- **SUPPLIED DATA**:
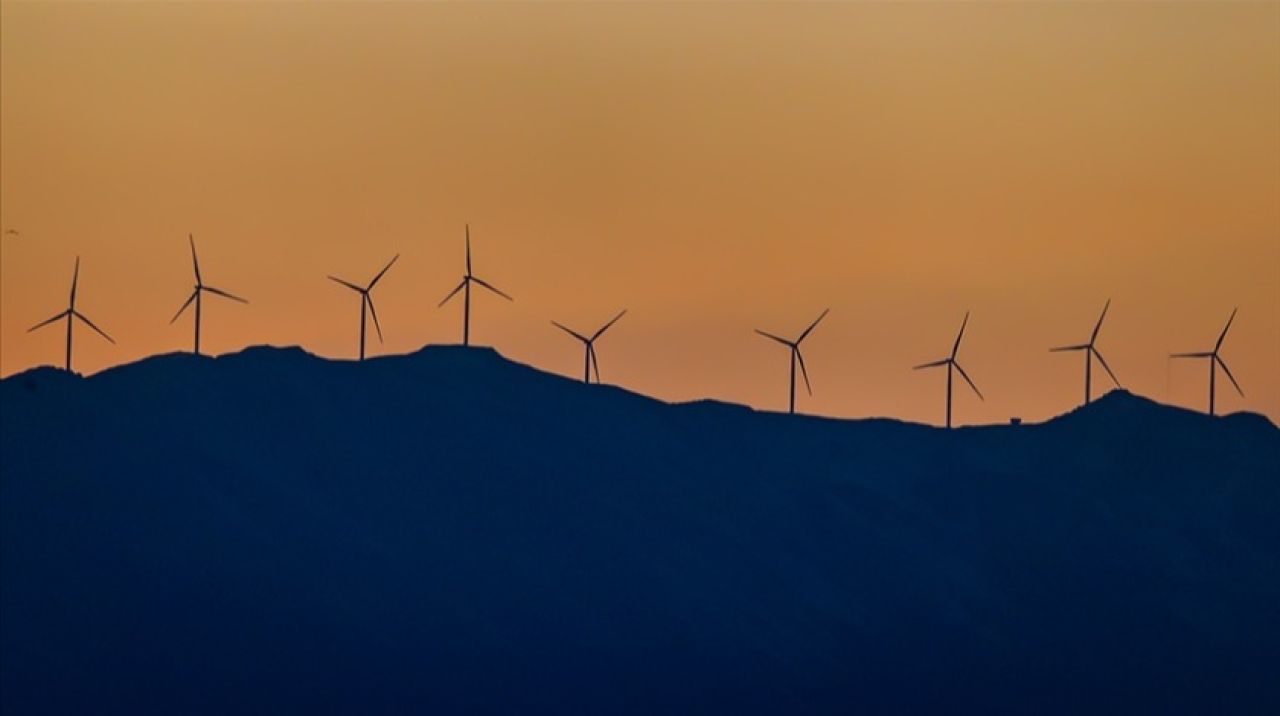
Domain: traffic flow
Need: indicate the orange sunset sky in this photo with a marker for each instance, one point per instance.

* * *

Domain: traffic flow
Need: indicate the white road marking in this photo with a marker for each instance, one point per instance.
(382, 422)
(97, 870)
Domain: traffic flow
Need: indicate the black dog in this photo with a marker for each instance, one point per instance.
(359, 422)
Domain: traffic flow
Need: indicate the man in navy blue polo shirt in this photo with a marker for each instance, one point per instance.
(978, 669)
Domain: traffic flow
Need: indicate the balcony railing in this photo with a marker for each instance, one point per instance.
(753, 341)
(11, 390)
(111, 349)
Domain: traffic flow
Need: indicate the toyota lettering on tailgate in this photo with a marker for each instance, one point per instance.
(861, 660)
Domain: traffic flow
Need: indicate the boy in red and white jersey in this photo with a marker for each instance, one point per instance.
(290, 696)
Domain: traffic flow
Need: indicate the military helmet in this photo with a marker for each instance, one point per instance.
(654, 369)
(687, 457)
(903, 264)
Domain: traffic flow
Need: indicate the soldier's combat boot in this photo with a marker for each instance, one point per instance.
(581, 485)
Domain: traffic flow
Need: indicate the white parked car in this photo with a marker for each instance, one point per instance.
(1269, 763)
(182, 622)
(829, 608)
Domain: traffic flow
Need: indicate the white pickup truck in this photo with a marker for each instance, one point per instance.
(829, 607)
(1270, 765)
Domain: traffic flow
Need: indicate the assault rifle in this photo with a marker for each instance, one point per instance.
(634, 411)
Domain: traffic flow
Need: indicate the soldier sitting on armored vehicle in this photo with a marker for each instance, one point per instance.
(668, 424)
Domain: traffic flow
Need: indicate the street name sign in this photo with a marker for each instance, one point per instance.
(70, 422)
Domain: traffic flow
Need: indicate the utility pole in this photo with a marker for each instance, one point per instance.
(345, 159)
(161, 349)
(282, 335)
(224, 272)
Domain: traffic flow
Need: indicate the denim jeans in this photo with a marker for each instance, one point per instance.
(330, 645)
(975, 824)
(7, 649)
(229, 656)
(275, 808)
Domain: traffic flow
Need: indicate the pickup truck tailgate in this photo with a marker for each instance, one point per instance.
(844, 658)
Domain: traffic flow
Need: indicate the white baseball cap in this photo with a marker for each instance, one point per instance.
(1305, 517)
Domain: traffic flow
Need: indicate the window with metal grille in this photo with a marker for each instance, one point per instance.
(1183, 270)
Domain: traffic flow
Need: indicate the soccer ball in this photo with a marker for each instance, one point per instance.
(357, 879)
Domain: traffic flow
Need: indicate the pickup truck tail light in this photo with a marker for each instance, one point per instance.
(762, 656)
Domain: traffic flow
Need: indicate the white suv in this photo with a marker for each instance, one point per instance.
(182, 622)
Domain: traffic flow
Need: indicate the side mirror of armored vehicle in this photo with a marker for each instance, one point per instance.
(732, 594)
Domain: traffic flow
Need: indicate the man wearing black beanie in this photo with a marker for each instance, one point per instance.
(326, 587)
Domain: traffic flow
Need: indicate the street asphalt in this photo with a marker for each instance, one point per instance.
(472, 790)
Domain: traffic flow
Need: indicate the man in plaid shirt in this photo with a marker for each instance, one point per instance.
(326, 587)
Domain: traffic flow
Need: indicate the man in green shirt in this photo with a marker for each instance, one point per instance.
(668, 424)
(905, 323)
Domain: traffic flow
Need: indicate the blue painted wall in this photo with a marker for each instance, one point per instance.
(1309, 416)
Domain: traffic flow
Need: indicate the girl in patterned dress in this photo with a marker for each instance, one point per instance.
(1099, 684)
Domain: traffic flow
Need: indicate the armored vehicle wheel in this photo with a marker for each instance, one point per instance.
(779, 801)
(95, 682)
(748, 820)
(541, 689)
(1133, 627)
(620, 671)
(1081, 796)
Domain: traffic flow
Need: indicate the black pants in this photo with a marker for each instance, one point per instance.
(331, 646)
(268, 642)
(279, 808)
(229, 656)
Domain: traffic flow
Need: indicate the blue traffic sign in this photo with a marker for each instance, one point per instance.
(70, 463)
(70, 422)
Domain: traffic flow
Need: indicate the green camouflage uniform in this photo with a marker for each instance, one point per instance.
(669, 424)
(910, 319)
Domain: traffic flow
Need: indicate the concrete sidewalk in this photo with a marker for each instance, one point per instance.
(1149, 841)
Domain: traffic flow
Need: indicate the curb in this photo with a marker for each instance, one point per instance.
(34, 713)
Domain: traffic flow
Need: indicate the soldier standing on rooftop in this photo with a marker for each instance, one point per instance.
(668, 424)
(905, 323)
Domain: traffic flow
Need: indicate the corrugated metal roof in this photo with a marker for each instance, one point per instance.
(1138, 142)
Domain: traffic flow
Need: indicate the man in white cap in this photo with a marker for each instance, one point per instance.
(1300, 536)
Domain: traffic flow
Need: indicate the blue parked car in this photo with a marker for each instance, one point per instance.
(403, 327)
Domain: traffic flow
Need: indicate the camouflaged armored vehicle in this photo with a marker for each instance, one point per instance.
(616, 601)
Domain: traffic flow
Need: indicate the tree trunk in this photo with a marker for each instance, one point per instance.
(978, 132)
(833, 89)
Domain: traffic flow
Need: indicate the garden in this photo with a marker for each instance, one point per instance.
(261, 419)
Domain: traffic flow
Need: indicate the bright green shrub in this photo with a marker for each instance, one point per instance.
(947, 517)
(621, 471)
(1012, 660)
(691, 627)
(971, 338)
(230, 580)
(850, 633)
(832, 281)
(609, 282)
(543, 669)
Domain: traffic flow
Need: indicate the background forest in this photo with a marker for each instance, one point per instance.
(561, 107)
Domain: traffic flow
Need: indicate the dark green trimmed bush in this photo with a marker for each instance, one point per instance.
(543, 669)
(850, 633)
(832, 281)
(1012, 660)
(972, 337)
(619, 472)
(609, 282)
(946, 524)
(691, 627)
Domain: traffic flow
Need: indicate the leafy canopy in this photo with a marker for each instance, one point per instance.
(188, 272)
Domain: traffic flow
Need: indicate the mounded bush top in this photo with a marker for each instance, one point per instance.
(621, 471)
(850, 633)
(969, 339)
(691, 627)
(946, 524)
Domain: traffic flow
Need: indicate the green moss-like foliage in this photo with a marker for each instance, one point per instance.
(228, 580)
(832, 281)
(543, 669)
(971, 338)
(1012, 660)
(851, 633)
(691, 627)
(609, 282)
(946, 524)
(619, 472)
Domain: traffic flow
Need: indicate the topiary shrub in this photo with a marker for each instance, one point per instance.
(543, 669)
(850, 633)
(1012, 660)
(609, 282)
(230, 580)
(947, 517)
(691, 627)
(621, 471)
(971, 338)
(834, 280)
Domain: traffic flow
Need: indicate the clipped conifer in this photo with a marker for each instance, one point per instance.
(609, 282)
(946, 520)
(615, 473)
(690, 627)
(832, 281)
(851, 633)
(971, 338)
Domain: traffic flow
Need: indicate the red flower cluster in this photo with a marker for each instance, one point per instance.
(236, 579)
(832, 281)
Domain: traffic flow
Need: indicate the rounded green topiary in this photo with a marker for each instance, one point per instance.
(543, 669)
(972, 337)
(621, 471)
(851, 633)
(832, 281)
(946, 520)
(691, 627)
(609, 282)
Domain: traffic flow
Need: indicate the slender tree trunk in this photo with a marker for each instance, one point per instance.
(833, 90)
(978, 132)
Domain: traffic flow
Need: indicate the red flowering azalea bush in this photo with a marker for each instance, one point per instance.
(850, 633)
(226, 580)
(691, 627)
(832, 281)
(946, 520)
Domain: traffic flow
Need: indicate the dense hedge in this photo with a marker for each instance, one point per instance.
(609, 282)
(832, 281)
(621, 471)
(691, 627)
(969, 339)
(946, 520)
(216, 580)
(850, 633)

==

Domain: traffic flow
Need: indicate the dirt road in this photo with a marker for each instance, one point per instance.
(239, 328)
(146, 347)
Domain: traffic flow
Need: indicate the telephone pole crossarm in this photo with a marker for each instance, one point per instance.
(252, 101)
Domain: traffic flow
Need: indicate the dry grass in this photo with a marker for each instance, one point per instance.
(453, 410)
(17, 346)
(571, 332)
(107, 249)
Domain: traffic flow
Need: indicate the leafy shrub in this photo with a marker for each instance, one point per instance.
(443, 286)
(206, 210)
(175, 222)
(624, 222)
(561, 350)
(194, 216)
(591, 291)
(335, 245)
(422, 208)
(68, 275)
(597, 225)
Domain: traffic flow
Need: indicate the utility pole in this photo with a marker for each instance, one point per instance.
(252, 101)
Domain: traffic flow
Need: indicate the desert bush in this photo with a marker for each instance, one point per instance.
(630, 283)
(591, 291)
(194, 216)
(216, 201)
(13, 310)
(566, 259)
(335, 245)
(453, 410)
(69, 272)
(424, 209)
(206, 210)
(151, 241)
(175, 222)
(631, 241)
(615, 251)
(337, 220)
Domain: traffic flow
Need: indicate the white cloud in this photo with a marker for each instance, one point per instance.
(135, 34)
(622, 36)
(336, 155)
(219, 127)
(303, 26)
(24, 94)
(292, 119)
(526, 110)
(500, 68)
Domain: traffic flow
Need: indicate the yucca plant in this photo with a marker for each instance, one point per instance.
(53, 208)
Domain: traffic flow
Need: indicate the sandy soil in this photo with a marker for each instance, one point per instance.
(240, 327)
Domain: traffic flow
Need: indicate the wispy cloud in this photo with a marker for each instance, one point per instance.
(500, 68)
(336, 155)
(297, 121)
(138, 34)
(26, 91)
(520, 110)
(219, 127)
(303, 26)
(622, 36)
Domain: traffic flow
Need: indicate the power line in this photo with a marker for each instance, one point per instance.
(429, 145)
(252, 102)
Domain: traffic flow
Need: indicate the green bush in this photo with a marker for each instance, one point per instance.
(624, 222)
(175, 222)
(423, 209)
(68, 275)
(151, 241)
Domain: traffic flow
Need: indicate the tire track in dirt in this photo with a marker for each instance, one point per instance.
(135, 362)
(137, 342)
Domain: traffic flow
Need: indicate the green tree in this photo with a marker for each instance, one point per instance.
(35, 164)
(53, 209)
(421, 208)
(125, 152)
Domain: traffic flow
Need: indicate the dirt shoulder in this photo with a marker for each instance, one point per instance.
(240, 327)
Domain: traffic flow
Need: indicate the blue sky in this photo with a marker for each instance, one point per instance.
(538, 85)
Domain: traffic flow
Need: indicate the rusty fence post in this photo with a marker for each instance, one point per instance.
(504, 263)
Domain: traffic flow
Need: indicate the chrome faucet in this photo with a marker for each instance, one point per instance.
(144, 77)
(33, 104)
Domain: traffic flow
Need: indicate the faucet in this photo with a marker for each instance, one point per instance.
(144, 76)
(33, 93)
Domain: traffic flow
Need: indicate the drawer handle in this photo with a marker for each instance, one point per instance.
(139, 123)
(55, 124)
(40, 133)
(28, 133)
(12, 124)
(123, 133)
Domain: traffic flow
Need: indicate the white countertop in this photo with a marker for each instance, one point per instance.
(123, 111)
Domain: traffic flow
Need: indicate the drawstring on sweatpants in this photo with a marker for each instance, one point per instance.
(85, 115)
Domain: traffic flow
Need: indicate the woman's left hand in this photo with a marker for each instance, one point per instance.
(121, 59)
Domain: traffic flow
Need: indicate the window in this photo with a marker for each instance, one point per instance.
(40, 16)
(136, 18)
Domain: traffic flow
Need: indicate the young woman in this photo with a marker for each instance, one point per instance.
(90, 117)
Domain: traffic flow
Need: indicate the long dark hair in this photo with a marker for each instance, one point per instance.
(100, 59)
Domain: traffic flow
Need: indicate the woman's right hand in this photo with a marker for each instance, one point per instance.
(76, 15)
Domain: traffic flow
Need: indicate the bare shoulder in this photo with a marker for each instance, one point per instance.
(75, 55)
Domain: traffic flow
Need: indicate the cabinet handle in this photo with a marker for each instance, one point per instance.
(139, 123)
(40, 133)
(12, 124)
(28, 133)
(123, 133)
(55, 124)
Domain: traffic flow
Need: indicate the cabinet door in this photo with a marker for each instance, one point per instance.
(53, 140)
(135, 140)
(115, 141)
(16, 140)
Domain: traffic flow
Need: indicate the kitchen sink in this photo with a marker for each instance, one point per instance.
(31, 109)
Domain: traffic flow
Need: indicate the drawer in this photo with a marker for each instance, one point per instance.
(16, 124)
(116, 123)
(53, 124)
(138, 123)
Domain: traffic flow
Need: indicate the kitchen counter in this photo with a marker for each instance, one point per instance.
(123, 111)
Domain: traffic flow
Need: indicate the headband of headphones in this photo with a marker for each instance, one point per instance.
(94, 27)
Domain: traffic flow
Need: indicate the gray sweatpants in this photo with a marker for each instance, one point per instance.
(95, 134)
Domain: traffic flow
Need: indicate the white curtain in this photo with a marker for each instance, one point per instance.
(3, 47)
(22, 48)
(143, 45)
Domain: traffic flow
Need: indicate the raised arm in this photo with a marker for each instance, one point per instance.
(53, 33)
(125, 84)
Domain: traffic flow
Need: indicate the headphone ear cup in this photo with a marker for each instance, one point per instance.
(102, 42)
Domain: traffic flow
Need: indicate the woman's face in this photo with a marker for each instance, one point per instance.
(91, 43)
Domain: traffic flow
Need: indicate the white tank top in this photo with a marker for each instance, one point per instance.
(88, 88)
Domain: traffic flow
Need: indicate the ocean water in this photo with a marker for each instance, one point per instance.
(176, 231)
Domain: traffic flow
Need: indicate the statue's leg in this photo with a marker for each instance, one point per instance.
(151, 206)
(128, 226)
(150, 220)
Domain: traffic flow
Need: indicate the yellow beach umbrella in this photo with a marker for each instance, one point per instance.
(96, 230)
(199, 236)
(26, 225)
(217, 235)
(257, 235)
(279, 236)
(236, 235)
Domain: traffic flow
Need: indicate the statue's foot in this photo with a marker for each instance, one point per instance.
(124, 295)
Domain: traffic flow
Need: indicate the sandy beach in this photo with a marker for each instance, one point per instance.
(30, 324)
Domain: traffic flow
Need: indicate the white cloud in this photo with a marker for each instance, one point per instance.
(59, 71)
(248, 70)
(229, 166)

- **WHAT THE TASK ASKS**:
Gather every line of the data above that contains the word "leafy".

- **RESPONSE TO THE TASK**:
Need: indicate the leafy canopy in this photo with a marker for each instance, one point per instance.
Need: indicate the leafy shrub in this photo with a marker for each instance, one point per instance.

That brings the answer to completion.